[Items listed in a dataset]
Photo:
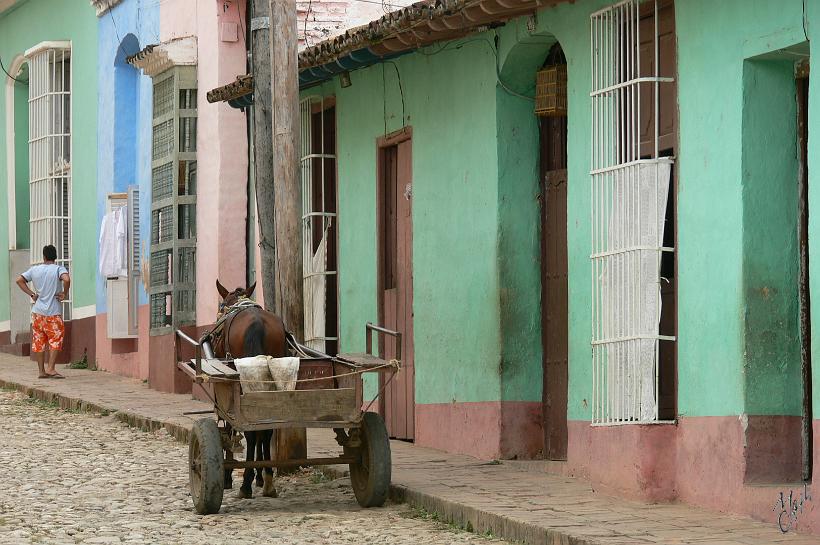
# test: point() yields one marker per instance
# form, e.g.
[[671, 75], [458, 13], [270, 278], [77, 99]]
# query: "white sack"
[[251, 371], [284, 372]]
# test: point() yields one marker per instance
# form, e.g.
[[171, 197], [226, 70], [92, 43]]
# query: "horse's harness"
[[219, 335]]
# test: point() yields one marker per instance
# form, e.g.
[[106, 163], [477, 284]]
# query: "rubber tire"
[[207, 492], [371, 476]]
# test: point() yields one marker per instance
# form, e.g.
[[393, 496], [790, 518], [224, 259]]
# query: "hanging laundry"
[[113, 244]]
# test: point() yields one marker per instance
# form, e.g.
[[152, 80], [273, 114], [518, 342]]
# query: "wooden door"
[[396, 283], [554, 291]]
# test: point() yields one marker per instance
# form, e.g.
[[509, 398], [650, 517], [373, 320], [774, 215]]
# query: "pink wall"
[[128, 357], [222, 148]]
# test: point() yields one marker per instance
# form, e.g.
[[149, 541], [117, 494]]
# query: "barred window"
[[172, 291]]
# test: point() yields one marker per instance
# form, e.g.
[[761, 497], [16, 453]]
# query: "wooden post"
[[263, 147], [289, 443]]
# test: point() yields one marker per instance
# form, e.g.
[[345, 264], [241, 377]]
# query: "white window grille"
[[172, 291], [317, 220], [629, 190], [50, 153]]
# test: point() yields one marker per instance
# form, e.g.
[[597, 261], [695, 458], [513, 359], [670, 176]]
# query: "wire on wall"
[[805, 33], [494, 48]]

Exercise details> Copy every one of the rows above line for line, leaving out the pictures.

Final result>
Photo:
# test: point() yields one marker per instance
# form, e.g.
[[671, 75], [458, 13], [270, 278], [77, 99]]
# query: "white sack"
[[251, 371], [284, 372]]
# test: point() yields one marker per instance
# form, e.g.
[[171, 197], [226, 70], [92, 43]]
# query: "horse's harness"
[[219, 335]]
# test: point() yields one marker per instance
# form, e.g.
[[106, 163], [477, 284]]
# query: "rubber tire"
[[207, 492], [371, 476]]
# test: point() yields one marker per instance
# form, e.g.
[[393, 496], [790, 518], [224, 259]]
# query: "hanging laundry"
[[113, 244]]
# test: point() yields one marker per instance
# form, e.g.
[[152, 80], [273, 114], [518, 342]]
# query: "wooden door"
[[396, 283], [554, 291]]
# test: point() yields one marker per instance
# form, e.g.
[[509, 398], [650, 517], [373, 320], [774, 215]]
# query: "pink wall"
[[128, 357], [222, 148]]
# test: point() yields one marker per instance
# form, e.g.
[[149, 541], [117, 494]]
# query: "barred window"
[[172, 291]]
# test: point() yields one marker per instance
# form, e.g.
[[761, 497], [16, 453]]
# query: "wooden post"
[[263, 147], [289, 443]]
# test: point() yields one marker per instance
# form, e.g.
[[345, 264], [241, 377]]
# query: "white window grille"
[[172, 291], [317, 220], [629, 190], [50, 153]]
# test: point() yields one marker per instance
# form, e.g.
[[597, 261], [695, 458], [513, 359], [670, 176]]
# query: "wire on wall"
[[805, 33], [494, 48]]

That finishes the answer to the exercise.